*QUOTED PASSAGE*
"""
- Based on: Craig Kennedy by Arthur B. Reeve
- Written by: Ande Lamb
- Directed by: Harry L. Fraser; Adrian Weiss;
- Starring: Donald Woods; Sydney Mason; Lewis Wilson; Bill Arnold;
- Composer: Lee Zahler
- Country of origin: United States
- Original language: English
- No. of seasons: 1
- No. of episodes: 26

Production
- Cinematography: Elmer Dyer
- Running time: 22–26 minutes

Original release
- Release: 1952 – 1953

= Craig Kennedy, Criminologist =

American syndicated TV detective series (1950s)

Craig Kennedy, Criminologist is a syndicated American detective television series. Produced in 1951, it was an early example of a series becoming popular in first-run syndication. Reruns were being broadcast in the United States as late as 1958.

== Overview ==
The Craig Kennedy character, created in 1910 by Arthur B. Reeve, solved crimes by means of scientific deductions. In the television adaptation, Donald Woods portrayed Kennedy as a senior staff member of Columbia University, equipped with his own laboratory and audio and video monitors. Kennedy regularly interacted with police inspector J. J. Burke, each offering the other assistance with their cases. Burke was portrayed by Sydney Mason. Lewis Wilson, best known today as the star of the 1943 Batman serial, played crime reporter Walter Jameson.

== Production ==
Adrian Weiss was the producer and director. Twenty-six half-hour episodes were filmed in Hollywood at Key-West Studios. The Weiss studio gained sales of the show by promising that if it did not have higher ratings than its competition in its first 13 weeks, there would be no charge for the second 13 weeks' episodes.
"""
*WHAT IS NEEDED*
Copy the passage of the Craig Kennedy, Criminologist article starting with "Craig Kennedy, Criminologist is" and going on through "late as 1958.", swapping "detective" for "mystery".

*DATA SECTION*
"""
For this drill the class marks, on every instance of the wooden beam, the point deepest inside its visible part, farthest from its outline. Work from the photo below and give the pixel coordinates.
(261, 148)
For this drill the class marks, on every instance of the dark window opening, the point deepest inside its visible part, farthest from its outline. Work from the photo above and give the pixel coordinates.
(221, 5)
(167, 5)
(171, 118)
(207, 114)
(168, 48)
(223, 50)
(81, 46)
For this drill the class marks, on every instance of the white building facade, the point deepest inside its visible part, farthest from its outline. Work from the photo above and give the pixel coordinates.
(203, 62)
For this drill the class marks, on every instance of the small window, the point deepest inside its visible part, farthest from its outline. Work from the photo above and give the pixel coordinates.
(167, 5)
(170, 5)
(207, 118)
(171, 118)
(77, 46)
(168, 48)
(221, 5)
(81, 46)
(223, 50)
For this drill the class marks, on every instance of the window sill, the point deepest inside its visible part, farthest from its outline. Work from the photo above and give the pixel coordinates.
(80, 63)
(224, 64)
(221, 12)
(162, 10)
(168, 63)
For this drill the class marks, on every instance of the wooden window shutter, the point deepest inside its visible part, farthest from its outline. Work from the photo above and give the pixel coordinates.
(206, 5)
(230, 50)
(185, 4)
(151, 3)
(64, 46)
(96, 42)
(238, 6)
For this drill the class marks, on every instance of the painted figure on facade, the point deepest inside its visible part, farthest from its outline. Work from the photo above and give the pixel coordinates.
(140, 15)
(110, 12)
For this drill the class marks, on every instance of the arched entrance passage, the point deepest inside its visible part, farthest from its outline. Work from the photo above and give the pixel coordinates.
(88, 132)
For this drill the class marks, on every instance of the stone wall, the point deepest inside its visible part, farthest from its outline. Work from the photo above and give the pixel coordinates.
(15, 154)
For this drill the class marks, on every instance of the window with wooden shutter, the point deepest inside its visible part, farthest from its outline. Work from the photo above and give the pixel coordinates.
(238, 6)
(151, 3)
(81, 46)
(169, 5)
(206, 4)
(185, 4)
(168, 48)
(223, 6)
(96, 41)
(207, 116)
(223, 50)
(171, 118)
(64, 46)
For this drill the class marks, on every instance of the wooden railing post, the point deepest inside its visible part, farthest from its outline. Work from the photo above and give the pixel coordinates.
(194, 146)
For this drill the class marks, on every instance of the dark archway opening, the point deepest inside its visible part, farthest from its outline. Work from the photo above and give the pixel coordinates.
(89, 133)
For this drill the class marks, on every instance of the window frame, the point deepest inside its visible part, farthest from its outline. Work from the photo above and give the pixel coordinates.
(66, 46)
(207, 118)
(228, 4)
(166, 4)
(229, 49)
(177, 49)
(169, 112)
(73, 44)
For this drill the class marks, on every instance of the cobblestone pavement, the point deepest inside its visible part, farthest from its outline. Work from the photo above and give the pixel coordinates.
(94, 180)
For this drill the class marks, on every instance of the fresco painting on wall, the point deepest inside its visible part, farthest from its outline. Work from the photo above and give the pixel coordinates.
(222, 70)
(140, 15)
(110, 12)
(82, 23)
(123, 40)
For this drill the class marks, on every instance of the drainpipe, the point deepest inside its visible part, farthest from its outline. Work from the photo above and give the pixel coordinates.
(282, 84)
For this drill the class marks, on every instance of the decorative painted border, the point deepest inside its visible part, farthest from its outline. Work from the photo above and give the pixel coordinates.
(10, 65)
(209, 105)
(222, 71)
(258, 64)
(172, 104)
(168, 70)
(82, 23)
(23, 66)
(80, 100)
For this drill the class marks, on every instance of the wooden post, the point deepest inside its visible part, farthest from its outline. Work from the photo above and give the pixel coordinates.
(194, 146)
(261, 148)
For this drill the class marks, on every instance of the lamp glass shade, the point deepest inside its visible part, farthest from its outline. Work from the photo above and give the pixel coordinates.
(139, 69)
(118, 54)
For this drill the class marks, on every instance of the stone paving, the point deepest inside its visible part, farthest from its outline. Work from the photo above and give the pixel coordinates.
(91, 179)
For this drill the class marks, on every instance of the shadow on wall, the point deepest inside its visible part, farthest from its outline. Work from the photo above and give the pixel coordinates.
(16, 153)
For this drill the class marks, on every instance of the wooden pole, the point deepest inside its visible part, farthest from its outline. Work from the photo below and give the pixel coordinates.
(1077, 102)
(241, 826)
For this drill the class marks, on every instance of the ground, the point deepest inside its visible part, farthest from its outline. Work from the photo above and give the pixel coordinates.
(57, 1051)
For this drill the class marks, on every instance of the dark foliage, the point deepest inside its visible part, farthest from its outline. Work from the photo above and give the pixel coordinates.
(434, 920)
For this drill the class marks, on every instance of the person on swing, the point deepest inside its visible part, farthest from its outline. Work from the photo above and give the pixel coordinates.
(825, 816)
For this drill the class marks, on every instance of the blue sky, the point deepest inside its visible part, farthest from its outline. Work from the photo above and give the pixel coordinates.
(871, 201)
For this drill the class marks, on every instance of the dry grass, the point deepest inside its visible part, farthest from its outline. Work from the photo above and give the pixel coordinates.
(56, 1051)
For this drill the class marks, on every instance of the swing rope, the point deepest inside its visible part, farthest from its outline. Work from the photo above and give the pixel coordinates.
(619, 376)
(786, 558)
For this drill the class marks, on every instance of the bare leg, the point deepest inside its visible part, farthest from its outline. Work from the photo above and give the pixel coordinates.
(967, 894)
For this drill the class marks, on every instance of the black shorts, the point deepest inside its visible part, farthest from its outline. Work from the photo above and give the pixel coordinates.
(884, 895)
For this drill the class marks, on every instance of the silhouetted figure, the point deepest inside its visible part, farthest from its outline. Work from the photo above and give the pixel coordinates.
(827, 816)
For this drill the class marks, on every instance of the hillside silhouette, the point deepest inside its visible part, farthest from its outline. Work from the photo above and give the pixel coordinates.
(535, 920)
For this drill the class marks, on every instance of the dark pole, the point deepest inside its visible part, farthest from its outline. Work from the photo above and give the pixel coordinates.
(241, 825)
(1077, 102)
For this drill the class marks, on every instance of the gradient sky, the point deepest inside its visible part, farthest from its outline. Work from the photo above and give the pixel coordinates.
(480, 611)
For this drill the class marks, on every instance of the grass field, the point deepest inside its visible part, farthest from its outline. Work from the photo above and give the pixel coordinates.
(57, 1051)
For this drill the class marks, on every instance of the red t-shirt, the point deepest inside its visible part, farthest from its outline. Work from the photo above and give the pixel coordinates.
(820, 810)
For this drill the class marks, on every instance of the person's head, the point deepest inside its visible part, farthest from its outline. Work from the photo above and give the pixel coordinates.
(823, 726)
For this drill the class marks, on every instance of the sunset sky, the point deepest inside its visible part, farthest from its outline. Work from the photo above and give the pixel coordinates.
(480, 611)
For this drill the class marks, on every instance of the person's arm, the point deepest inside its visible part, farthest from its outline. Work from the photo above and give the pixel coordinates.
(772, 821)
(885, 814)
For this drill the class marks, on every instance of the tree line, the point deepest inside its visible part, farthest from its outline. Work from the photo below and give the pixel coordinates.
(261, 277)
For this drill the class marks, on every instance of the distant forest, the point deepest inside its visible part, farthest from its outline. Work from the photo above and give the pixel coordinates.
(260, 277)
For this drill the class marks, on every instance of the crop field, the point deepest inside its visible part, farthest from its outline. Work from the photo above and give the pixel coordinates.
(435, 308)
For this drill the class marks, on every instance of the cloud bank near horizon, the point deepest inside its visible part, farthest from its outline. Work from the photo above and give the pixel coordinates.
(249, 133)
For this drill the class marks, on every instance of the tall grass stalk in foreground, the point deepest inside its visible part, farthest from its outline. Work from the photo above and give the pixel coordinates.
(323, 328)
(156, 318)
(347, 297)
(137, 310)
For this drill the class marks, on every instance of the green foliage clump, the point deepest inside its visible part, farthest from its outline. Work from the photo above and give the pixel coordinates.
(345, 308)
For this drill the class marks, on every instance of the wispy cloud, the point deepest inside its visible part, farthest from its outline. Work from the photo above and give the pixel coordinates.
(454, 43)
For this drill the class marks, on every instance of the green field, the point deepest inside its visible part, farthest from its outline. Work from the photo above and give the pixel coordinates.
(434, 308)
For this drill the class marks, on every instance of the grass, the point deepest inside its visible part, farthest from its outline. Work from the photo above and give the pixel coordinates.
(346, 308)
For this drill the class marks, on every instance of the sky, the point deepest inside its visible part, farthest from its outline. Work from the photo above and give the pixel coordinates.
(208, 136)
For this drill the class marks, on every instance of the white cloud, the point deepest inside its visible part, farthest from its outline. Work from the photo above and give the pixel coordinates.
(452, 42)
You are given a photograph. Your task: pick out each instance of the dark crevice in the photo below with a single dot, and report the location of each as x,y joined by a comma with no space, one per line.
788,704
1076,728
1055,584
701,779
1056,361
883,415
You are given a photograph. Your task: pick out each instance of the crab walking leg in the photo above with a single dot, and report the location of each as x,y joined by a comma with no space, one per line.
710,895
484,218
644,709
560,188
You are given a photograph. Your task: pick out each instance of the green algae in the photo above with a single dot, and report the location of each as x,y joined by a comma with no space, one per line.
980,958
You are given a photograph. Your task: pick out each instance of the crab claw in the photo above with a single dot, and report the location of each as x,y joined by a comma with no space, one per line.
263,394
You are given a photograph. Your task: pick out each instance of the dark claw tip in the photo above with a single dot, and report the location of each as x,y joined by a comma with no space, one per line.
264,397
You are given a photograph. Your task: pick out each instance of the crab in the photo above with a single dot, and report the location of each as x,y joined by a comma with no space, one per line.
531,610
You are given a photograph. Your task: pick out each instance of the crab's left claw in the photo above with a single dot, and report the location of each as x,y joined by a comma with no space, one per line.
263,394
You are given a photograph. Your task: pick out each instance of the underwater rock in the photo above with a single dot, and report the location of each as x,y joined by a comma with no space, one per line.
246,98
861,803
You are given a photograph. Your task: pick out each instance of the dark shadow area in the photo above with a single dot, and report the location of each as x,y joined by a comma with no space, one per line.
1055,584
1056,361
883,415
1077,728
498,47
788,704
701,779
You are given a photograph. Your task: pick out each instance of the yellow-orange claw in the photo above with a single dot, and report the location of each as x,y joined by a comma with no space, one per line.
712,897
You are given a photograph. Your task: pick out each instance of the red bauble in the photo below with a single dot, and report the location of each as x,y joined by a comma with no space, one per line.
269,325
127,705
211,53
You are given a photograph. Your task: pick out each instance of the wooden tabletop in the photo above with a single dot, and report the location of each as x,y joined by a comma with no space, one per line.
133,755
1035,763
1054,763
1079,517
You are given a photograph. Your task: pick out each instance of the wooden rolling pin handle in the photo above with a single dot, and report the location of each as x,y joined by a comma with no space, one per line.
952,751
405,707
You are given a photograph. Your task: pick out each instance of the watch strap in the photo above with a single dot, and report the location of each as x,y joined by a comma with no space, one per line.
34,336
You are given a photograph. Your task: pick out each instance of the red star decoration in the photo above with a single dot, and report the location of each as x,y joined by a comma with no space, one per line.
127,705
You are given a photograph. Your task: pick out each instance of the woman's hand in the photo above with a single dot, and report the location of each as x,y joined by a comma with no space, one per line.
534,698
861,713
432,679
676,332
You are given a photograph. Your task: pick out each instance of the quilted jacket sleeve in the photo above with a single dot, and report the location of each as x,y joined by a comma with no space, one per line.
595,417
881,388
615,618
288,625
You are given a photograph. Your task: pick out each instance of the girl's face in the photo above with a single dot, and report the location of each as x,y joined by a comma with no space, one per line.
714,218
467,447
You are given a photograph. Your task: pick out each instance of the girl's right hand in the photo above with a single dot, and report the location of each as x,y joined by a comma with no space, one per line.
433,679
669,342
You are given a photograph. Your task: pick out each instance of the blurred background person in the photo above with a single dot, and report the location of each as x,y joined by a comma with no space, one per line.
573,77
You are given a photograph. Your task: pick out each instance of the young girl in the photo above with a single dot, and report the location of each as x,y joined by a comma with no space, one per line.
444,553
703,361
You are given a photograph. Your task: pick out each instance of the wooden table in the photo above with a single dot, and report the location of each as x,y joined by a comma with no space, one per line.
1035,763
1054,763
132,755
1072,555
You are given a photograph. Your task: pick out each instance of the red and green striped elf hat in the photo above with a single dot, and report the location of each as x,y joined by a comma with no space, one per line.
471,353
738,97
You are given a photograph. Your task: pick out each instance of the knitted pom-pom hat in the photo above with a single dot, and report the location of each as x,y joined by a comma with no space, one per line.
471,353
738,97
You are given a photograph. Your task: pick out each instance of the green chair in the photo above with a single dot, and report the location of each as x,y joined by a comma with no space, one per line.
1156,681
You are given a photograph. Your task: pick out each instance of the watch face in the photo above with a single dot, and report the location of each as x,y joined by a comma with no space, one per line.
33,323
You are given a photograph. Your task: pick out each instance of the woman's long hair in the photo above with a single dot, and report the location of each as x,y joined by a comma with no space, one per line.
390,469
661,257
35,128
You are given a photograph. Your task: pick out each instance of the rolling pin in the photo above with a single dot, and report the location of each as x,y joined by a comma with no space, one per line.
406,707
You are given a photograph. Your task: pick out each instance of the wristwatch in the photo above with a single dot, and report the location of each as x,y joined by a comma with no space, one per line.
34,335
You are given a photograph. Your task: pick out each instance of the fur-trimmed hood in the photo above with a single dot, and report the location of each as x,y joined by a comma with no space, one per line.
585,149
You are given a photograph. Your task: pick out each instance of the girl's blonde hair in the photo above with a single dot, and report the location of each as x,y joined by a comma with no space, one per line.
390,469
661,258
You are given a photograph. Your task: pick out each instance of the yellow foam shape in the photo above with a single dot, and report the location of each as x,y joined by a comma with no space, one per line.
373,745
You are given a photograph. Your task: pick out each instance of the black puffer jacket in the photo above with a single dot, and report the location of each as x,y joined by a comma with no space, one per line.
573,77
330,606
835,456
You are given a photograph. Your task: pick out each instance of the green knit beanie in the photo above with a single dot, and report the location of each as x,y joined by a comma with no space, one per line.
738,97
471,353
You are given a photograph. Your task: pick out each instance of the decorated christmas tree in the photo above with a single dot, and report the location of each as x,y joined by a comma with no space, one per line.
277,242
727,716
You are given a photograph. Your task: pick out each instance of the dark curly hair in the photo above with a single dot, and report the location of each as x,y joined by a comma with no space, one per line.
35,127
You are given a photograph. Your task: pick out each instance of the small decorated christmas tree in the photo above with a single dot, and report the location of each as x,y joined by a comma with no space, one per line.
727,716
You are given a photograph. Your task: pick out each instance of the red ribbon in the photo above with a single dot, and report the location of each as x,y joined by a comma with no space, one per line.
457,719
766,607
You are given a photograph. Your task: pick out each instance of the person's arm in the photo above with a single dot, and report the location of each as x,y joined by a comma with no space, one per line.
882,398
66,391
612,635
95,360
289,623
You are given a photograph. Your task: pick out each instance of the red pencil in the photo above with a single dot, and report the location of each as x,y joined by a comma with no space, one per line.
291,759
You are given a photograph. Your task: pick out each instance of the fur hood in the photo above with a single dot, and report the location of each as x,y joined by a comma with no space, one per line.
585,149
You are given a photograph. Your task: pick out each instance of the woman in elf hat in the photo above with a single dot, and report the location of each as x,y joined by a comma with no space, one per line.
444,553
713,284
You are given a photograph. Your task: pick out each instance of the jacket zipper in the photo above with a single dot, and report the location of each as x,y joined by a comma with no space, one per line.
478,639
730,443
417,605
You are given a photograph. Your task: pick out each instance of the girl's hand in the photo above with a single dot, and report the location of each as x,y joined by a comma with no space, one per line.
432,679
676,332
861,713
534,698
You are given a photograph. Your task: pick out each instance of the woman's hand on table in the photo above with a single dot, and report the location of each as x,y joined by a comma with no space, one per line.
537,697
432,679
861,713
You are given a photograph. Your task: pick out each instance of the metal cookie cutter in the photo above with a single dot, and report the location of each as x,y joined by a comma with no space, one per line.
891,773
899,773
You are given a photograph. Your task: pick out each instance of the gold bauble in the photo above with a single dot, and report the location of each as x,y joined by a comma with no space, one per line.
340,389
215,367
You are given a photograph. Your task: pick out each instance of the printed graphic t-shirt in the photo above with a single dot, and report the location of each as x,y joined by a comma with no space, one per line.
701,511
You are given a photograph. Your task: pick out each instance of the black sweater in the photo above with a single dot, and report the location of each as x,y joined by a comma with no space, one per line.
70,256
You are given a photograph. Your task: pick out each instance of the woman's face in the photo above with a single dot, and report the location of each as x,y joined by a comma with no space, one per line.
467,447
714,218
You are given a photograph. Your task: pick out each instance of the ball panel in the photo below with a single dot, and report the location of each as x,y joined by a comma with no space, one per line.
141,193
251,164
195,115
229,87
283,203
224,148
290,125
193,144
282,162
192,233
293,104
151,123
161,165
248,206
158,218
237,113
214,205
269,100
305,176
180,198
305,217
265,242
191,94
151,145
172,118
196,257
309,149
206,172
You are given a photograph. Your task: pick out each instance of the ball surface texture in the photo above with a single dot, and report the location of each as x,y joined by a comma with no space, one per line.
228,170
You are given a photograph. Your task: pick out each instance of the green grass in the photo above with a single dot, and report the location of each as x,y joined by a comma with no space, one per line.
"""
*ANSWER FOR THIS EXERCISE*
Craig Kennedy, Criminologist is a syndicated American mystery television series. Produced in 1951, it was an early example of a series becoming popular in first-run syndication. Reruns were being broadcast in the United States as late as 1958.